TASK DESCRIPTION:
Reproduce each of the following lines word for word, without any changes.

(Records for identifying positions)
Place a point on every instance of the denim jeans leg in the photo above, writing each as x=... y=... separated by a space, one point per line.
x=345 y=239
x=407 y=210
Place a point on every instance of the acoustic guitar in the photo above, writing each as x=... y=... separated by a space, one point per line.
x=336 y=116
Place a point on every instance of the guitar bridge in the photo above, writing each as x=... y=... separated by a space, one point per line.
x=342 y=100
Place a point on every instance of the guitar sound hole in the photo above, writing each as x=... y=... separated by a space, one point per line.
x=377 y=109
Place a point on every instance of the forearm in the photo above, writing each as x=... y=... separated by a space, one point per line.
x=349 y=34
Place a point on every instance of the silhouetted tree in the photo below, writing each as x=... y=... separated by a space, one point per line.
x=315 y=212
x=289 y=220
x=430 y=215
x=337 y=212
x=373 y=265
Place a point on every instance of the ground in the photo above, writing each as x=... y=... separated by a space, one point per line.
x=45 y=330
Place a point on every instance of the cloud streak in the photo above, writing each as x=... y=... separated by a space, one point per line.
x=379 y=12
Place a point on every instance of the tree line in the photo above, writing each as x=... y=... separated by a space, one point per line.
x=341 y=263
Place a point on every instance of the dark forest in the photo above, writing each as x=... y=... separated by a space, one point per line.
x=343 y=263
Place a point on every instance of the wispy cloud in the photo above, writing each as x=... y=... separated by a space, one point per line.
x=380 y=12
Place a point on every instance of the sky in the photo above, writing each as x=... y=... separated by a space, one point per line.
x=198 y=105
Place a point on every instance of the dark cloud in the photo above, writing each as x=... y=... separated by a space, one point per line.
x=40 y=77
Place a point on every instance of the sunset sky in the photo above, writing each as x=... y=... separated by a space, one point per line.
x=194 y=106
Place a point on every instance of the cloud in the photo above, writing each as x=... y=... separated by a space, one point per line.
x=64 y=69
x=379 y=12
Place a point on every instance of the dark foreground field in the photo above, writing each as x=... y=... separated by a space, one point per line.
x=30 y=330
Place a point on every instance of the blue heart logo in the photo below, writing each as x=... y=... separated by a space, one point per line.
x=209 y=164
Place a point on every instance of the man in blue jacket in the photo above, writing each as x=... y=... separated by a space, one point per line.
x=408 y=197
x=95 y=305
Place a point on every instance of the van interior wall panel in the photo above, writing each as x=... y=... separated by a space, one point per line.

OUTPUT OF THE TASK:
Place a point on every instance of the denim jeans leg in the photo above, writing each as x=... y=... separated by a space, one point per line.
x=345 y=239
x=407 y=210
Place a point on every instance of the acoustic guitar in the photo above, writing each as x=... y=... separated by a space, one point per line.
x=336 y=116
Place a point on every instance of the guitar bridge in the photo above, writing each as x=... y=... separated by a space, one point per line.
x=342 y=100
Place a point on every instance of the guitar sound hole in the photo above, writing each as x=... y=... separated by a space, one point per line.
x=377 y=109
Place a point on every instance of the forearm in the photo above, writing each as x=... y=... separated by a space, one point per line.
x=349 y=34
Place a point on every instance of the silhouetted tree in the photo below, writing each as x=... y=... separated by a space, one point per line.
x=315 y=212
x=289 y=220
x=430 y=215
x=337 y=212
x=373 y=265
Place a point on every instance of the ground in the photo above, writing each as x=... y=... separated by a space, one point per line.
x=45 y=330
Place a point on every instance of the cloud streak in the photo above, writing each as x=... y=... separated by a space, one point per line.
x=379 y=12
Place a point on every instance of the tree line in the photo above, writing each as x=... y=... separated by a space, one point per line.
x=341 y=263
Place a point on every instance of the dark forest in the photo above, writing each as x=... y=... separated by a space, one point per line.
x=343 y=263
Place a point on every instance of the wispy cloud in the photo above, writing each as x=... y=... separated by a space, one point per line.
x=380 y=12
Place a point on every instance of the sky in the photo above, writing each as x=... y=... separated by a space, one point per line.
x=198 y=105
Place a point on every instance of the dark cloud in the photo above, writing each as x=... y=... separated by a space, one point per line.
x=40 y=77
Place a point on every instance of the sunset sky in the photo above, writing each as x=... y=... separated by a space, one point per line.
x=194 y=106
Place a point on every instance of the cloud in the photo above, writing each as x=... y=... separated by a space, one point per line.
x=64 y=69
x=379 y=12
Place a point on every instance of the dark foreground field in the photo above, writing each as x=... y=... separated by a space, one point per line.
x=30 y=330
Place a point on every instance of the blue heart logo in the photo below, writing each as x=... y=... separated by a space, one point per line.
x=209 y=164
Place a point on every instance of the man in blue jacket in the photo above, writing each as x=... y=... separated by a space, one point per line.
x=408 y=197
x=95 y=305
Place a point on every instance of the van interior wall panel in the photo above, writing each as x=... y=... separated by a space, one point per line.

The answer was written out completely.